§ **Problem to solve**: List each line in the entries below that includes the string "target".
(begin)
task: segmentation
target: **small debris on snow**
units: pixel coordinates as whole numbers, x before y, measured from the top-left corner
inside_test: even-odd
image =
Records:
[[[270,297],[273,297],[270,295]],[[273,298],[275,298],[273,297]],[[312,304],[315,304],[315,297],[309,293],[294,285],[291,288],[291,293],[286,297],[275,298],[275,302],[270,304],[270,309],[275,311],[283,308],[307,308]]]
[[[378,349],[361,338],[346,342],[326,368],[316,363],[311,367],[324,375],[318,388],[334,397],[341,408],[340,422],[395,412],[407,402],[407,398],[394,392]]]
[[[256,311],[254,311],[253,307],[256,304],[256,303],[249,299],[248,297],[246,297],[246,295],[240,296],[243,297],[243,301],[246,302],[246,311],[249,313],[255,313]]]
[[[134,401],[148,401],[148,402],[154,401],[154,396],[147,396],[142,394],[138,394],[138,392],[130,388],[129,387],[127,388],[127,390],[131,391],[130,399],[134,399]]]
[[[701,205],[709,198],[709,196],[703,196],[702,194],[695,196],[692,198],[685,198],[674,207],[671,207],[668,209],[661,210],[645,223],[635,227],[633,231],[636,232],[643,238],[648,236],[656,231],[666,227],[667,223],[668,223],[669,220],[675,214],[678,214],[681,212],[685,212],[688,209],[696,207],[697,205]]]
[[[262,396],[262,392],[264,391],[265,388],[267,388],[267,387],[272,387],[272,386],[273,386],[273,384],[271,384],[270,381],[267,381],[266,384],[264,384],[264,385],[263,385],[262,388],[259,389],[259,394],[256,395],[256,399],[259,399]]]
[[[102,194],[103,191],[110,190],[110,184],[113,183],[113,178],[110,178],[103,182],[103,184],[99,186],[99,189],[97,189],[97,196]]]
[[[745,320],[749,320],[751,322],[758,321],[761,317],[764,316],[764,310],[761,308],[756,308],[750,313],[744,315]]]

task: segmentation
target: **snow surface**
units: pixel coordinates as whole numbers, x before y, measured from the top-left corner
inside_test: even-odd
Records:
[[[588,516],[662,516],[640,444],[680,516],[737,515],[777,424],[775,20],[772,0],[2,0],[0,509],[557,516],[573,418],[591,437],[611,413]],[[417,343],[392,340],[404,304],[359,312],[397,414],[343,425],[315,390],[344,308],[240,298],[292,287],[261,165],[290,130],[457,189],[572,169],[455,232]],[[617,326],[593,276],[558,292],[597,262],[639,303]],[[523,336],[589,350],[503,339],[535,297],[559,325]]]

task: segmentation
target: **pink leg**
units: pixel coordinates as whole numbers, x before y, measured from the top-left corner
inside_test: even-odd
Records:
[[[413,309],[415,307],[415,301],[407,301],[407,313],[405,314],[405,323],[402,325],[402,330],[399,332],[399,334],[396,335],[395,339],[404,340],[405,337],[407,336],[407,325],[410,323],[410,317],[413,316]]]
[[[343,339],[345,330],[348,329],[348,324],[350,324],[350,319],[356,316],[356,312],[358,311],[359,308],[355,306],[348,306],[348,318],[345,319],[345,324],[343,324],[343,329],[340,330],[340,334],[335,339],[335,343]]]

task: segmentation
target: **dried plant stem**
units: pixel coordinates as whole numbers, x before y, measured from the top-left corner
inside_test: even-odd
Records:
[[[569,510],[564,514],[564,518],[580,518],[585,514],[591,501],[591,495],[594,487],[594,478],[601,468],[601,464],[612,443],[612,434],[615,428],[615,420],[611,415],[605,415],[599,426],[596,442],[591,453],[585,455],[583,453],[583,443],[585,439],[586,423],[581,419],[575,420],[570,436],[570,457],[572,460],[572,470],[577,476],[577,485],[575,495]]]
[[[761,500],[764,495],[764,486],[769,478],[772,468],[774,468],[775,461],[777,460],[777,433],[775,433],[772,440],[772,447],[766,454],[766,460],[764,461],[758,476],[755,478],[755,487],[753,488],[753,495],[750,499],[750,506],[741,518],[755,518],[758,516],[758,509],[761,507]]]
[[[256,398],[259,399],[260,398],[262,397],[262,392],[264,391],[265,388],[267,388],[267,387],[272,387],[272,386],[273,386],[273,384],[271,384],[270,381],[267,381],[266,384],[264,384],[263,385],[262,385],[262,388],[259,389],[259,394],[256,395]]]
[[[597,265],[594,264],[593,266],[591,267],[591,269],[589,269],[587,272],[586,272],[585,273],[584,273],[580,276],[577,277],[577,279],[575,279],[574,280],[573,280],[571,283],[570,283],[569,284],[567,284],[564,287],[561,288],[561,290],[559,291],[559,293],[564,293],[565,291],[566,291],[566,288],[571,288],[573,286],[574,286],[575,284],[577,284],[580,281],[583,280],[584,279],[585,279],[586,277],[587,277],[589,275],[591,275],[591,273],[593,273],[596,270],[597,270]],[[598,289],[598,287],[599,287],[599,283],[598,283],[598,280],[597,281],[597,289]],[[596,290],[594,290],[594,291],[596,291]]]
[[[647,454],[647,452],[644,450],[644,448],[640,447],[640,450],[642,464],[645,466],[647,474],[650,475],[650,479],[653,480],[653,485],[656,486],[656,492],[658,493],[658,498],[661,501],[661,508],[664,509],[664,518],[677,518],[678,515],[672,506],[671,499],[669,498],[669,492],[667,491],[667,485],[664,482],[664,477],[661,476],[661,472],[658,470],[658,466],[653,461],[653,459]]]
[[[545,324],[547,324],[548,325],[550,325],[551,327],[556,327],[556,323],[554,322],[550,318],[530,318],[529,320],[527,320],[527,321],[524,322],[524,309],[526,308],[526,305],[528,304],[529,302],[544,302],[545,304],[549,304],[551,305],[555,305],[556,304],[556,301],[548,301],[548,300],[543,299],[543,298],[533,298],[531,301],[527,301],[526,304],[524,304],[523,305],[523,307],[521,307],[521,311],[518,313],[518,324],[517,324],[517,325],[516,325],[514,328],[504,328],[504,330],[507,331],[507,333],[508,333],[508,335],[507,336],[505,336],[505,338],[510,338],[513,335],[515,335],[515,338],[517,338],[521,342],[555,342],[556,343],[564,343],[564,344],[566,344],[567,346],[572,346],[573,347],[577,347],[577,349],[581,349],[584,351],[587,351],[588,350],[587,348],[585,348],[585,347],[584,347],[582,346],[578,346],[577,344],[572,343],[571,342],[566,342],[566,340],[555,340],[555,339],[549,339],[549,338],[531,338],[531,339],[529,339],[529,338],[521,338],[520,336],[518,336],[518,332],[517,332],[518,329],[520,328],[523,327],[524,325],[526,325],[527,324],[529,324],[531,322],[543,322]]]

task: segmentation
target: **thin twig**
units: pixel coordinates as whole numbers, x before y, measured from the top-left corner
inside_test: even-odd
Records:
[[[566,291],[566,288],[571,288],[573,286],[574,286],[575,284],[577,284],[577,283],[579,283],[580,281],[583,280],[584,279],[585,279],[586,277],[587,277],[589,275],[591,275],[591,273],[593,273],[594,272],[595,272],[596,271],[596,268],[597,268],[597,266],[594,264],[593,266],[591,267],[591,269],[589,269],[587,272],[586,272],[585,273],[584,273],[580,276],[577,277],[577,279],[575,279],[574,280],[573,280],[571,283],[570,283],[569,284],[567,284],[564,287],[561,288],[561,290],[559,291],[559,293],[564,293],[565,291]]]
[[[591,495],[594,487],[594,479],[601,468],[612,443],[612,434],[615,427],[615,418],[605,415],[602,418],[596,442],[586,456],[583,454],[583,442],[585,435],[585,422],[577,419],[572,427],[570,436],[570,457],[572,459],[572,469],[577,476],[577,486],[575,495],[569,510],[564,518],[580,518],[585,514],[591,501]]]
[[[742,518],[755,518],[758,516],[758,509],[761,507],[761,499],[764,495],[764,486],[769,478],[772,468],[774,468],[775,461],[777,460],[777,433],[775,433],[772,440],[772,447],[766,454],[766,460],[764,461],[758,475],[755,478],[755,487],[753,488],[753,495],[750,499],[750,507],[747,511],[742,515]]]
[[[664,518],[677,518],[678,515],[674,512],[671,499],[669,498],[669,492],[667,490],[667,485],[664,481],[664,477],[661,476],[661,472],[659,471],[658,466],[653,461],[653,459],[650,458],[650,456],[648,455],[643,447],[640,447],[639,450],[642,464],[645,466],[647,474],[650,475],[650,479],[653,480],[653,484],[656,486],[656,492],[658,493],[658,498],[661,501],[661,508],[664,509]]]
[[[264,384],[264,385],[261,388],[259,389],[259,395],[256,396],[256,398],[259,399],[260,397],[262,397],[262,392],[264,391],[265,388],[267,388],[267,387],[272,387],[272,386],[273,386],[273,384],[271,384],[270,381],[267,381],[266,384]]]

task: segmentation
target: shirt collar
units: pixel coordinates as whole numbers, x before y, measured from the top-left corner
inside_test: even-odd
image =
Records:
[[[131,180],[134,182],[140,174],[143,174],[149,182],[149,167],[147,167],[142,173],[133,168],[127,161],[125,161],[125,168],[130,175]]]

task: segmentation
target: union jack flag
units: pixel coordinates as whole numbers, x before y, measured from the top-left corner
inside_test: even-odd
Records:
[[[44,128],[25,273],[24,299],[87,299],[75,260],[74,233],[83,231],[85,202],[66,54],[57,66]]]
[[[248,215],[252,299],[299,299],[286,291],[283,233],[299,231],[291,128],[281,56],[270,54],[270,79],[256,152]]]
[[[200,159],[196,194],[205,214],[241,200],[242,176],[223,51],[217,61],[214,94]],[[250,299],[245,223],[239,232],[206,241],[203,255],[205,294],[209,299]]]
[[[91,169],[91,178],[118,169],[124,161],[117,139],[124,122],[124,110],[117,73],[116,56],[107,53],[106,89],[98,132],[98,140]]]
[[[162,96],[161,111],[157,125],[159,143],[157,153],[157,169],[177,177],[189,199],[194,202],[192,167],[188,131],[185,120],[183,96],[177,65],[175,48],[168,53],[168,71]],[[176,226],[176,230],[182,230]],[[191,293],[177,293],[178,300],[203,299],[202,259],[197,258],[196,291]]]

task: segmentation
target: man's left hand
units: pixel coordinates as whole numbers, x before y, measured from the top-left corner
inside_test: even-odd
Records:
(end)
§ **Written response**:
target: **small debris on snow**
target: **snow surface**
target: **pink leg**
target: **dried plant stem**
target: **thin twig**
target: shirt collar
target: union jack flag
target: man's left hand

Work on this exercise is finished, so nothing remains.